Your goal: Reproduce the part of the listing that opens with the line containing "TARGET = plant stem" and closes with the line containing "x=488, y=551", offsetting both coordinates of every answer point by 44 and keeping every other line unchanged.

The data:
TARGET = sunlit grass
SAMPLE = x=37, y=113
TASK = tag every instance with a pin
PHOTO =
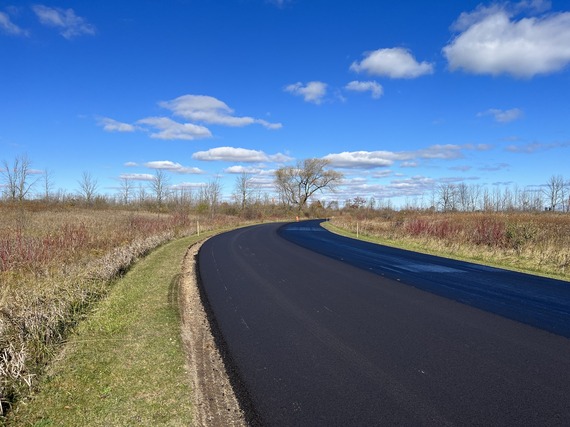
x=125, y=364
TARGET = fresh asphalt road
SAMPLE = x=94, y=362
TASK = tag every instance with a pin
x=325, y=330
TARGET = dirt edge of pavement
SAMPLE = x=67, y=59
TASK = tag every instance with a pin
x=219, y=398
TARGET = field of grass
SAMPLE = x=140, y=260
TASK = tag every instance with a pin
x=125, y=364
x=55, y=264
x=534, y=242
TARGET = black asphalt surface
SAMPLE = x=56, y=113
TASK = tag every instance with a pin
x=324, y=330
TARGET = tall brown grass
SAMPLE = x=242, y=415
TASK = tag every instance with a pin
x=538, y=242
x=54, y=263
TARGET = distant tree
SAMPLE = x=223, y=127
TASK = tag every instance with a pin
x=88, y=187
x=243, y=189
x=17, y=178
x=47, y=184
x=447, y=197
x=296, y=184
x=126, y=189
x=159, y=186
x=554, y=191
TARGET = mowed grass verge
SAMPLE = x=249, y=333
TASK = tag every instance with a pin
x=125, y=364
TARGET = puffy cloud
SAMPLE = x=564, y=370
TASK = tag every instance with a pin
x=373, y=87
x=69, y=24
x=231, y=154
x=138, y=176
x=536, y=146
x=378, y=159
x=193, y=108
x=311, y=92
x=491, y=40
x=7, y=26
x=396, y=63
x=172, y=167
x=170, y=129
x=111, y=125
x=503, y=116
x=361, y=159
x=243, y=169
x=207, y=109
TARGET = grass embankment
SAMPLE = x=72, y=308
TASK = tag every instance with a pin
x=536, y=243
x=125, y=364
x=55, y=264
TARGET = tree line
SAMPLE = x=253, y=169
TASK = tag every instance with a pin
x=294, y=187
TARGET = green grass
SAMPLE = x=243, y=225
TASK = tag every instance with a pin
x=125, y=364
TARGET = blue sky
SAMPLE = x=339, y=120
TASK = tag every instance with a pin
x=400, y=96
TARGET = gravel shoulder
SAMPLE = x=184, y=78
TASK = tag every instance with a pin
x=215, y=403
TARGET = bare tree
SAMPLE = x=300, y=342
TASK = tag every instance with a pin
x=210, y=194
x=159, y=186
x=295, y=184
x=88, y=187
x=447, y=197
x=17, y=178
x=243, y=189
x=48, y=184
x=126, y=189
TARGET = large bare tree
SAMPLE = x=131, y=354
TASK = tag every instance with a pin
x=160, y=186
x=243, y=189
x=554, y=192
x=17, y=178
x=88, y=186
x=296, y=184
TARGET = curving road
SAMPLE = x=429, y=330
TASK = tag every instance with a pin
x=324, y=330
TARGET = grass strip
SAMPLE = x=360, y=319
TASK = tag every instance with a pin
x=125, y=364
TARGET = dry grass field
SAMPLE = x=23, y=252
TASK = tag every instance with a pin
x=538, y=242
x=57, y=260
x=54, y=263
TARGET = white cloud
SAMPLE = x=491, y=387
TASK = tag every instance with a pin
x=172, y=167
x=370, y=86
x=170, y=129
x=311, y=92
x=207, y=109
x=188, y=186
x=503, y=116
x=110, y=125
x=7, y=26
x=536, y=146
x=69, y=24
x=231, y=154
x=378, y=159
x=492, y=41
x=361, y=159
x=137, y=176
x=243, y=169
x=396, y=63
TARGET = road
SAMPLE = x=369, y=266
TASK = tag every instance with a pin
x=363, y=335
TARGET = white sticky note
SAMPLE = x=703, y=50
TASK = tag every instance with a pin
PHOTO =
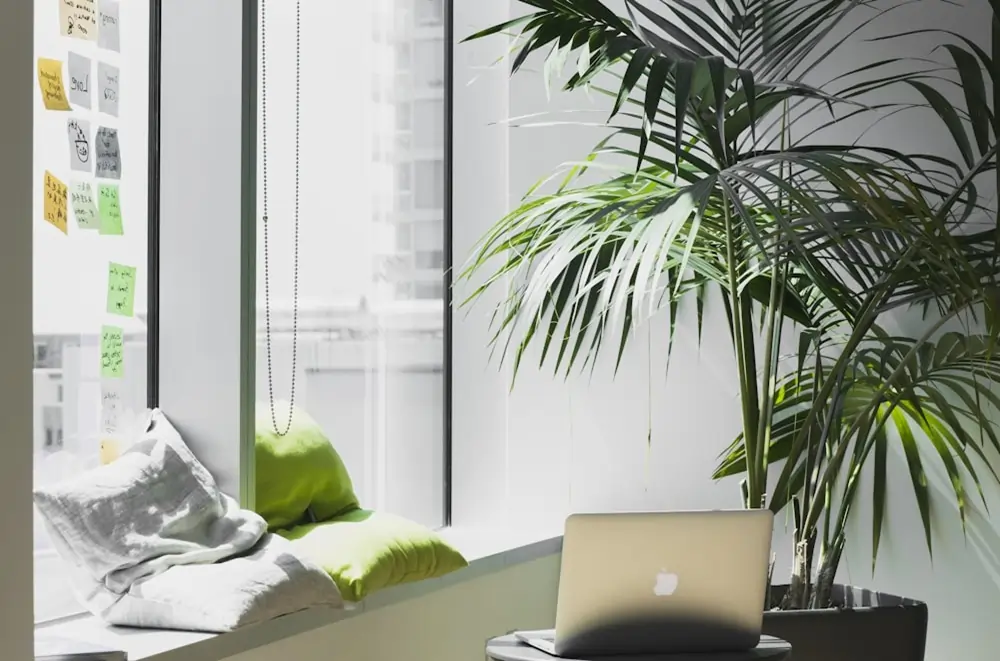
x=80, y=153
x=79, y=80
x=81, y=195
x=108, y=34
x=107, y=88
x=78, y=19
x=112, y=407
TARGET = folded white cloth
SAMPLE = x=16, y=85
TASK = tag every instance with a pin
x=151, y=541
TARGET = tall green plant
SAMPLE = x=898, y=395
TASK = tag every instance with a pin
x=719, y=181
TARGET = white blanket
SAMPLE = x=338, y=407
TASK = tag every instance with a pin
x=152, y=542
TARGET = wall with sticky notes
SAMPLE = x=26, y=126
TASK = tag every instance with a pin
x=89, y=224
x=91, y=157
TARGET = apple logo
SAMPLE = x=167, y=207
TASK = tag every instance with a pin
x=666, y=583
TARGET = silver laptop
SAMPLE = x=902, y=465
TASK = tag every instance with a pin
x=660, y=583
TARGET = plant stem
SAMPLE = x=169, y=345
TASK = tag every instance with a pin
x=754, y=491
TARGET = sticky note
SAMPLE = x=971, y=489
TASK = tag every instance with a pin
x=109, y=157
x=112, y=407
x=78, y=134
x=109, y=209
x=79, y=80
x=121, y=289
x=112, y=352
x=54, y=206
x=108, y=33
x=50, y=82
x=78, y=19
x=84, y=208
x=110, y=450
x=107, y=88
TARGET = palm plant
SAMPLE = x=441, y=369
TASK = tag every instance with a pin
x=720, y=183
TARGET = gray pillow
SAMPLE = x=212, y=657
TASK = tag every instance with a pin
x=154, y=519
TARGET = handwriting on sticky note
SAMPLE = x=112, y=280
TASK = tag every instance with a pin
x=109, y=31
x=109, y=157
x=54, y=206
x=79, y=80
x=121, y=289
x=109, y=209
x=84, y=208
x=51, y=84
x=112, y=407
x=107, y=88
x=110, y=450
x=112, y=352
x=78, y=134
x=78, y=19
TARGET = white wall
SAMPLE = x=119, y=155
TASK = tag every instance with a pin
x=557, y=447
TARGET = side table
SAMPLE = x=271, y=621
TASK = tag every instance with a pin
x=509, y=648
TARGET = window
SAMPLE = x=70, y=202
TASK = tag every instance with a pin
x=403, y=120
x=89, y=230
x=430, y=12
x=433, y=259
x=363, y=390
x=428, y=119
x=428, y=57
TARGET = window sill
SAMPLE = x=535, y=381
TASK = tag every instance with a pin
x=488, y=551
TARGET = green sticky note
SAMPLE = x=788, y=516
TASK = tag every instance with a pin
x=82, y=196
x=112, y=352
x=110, y=209
x=121, y=289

Result for this exercise:
TARGET = plant stem
SAMPLE = x=169, y=345
TASK = tag every instance with a pin
x=798, y=535
TARGET = sticky note
SAMPLE = x=971, y=489
TASK = tag every instance with a pin
x=153, y=201
x=156, y=451
x=122, y=178
x=153, y=253
x=123, y=124
x=165, y=333
x=156, y=396
x=98, y=250
x=152, y=77
x=94, y=126
x=122, y=63
x=128, y=252
x=154, y=494
x=151, y=132
TARGET = palm plant
SAMPLE = x=441, y=369
TASK = tag every instance with a pin
x=764, y=227
TARGET = gray pillow
SAMPLE = x=212, y=657
TASK = tag every instance with a pin
x=198, y=563
TARGET = handwriting on sticky note
SAMPLE = x=112, y=280
TASK = tag every instance with a pin
x=153, y=75
x=153, y=201
x=98, y=250
x=123, y=124
x=165, y=333
x=153, y=253
x=128, y=252
x=95, y=128
x=156, y=451
x=151, y=132
x=154, y=494
x=156, y=396
x=122, y=178
x=122, y=63
TARGET = white wall
SAMPLE = x=119, y=155
TASK = tag every instance with a pin
x=601, y=491
TARGET = side table
SAMPLE = x=271, y=621
TASK = tag every instance with a pin
x=553, y=692
TARGET = window
SAMPLE = x=70, y=202
TASK = tag every instance with a pin
x=447, y=164
x=133, y=274
x=474, y=56
x=477, y=303
x=407, y=434
x=472, y=163
x=472, y=101
TARGET = window sill
SAMPLE = x=535, y=381
TASK = tag every instance with a pin
x=532, y=595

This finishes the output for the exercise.